## EXERCISE INSTRUCTIONS
Could you restate the entries below word for word?

## ENTRIES SHOWN

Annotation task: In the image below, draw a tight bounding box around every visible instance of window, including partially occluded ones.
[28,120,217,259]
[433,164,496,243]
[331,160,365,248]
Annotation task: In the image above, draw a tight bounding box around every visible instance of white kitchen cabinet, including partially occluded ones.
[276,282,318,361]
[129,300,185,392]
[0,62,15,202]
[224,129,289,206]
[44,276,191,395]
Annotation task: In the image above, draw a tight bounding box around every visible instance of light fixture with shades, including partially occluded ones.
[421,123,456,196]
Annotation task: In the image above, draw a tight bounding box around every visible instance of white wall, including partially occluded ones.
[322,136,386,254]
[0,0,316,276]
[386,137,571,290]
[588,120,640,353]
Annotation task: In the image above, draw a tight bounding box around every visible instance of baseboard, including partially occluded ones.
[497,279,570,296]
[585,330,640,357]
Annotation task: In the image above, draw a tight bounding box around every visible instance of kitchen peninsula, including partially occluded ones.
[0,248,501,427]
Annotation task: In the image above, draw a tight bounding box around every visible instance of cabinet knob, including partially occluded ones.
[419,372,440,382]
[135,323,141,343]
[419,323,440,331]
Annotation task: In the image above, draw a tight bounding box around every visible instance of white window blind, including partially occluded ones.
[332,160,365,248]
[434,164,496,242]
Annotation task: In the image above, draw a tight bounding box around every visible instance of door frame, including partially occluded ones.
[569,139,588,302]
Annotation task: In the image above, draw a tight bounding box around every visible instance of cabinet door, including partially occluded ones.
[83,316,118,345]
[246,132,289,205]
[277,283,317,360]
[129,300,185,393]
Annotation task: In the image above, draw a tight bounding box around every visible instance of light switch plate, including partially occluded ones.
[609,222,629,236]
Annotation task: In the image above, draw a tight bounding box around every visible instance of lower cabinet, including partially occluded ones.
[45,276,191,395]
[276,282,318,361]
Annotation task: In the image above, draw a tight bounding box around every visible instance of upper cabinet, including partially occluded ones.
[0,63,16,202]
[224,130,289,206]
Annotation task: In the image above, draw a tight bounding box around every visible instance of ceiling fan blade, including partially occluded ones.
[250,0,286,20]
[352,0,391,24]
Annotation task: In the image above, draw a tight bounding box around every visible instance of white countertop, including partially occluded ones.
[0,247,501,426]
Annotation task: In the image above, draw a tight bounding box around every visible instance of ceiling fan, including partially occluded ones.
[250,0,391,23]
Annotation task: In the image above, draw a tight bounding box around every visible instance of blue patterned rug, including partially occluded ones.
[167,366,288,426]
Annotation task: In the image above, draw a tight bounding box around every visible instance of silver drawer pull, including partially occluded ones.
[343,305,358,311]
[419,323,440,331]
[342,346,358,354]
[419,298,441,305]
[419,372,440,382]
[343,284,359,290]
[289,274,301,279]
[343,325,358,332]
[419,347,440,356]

## RESPONSE FOR THIS EXERCISE
Annotation task: In the image below, draw a tight bounding box around every visible instance of window, including partially occluded ones.
[28,120,217,259]
[433,164,496,243]
[331,160,365,248]
Annotation task: In the image above, draw a tight bounding box around every visible instance of white kitchen cabinet, including partially occluded ones.
[276,282,318,361]
[129,300,185,392]
[0,62,15,202]
[224,129,289,206]
[44,276,191,395]
Annotation task: In the image above, draw a tight bounding box around every visible instance of light fixture with shades, including partially occluded ones.
[421,123,456,196]
Annotation task: In the image above, draw a tight bounding box around every visible instance of white wall, including partially occluded ones.
[322,136,386,254]
[0,0,316,276]
[386,137,571,290]
[588,120,640,353]
Annotation task: In the image above, draw a tight bounding box around every visible instance of baseboard, including partially occluded ones.
[497,279,570,296]
[585,330,640,357]
Annotation task: In the image above, draw a tight bounding box around every visible instance of kitchen peninsula, including partially occluded ones.
[0,248,501,427]
Annotation task: In the image above, draw a tight bounding box around every visible instance of cabinet knob, including partially occluded ones.
[419,372,440,382]
[135,323,141,343]
[419,323,440,331]
Annotation task: In the image above, draw a tight bounding box around every visible instance of white window blind, including partially occluded ones.
[332,160,365,248]
[434,164,496,242]
Annotation task: In the image above, draw a tight bounding box around every visible instance of door frame, including partially occluded ones.
[569,139,588,302]
Annotation task: In the image above, draw a tight bounding box around every visible instance of cabinet door, including partially occluded ones.
[83,316,118,345]
[246,132,289,205]
[277,283,317,360]
[129,300,185,393]
Annotation task: In the image above, draw a tight bounding box around every visible instance of light switch plate, including partially occluded ones.
[609,222,629,236]
Annotation task: In the image above, draw a tight bounding box around every visible instance of lower cabinet, including partially occluded ones.
[45,276,191,395]
[276,282,318,361]
Annotation task: In the image above, draw a tight bounding box around every visible instance of upper cabinet, including partially occluded ones.
[0,63,16,202]
[224,130,289,206]
Annotation task: In the image above, draw a tight bounding box around every visible instance of ceiling fan blade, including partially occluded ones.
[250,0,286,20]
[352,0,391,24]
Annotation task: In the image above, draw a tight bounding box around every visible instance of white countertop, including partially occluded ones.
[0,247,501,426]
Annotation task: In the image above, draw a tight bounding box around every visible instance of ceiling fan, including partially occluded ones.
[250,0,391,23]
Annotation task: In the image above, draw a tight bounding box around every visible instance of blue patterned rug, including partially occluded ones.
[167,366,288,426]
Annotation task: In the image above, draw a tight bounding box around every visible instance of silver drawer pull, including partially occluded ones.
[343,305,358,311]
[419,323,440,331]
[342,346,358,354]
[419,298,441,305]
[419,372,440,382]
[343,284,359,290]
[289,274,301,279]
[343,325,358,332]
[419,347,440,356]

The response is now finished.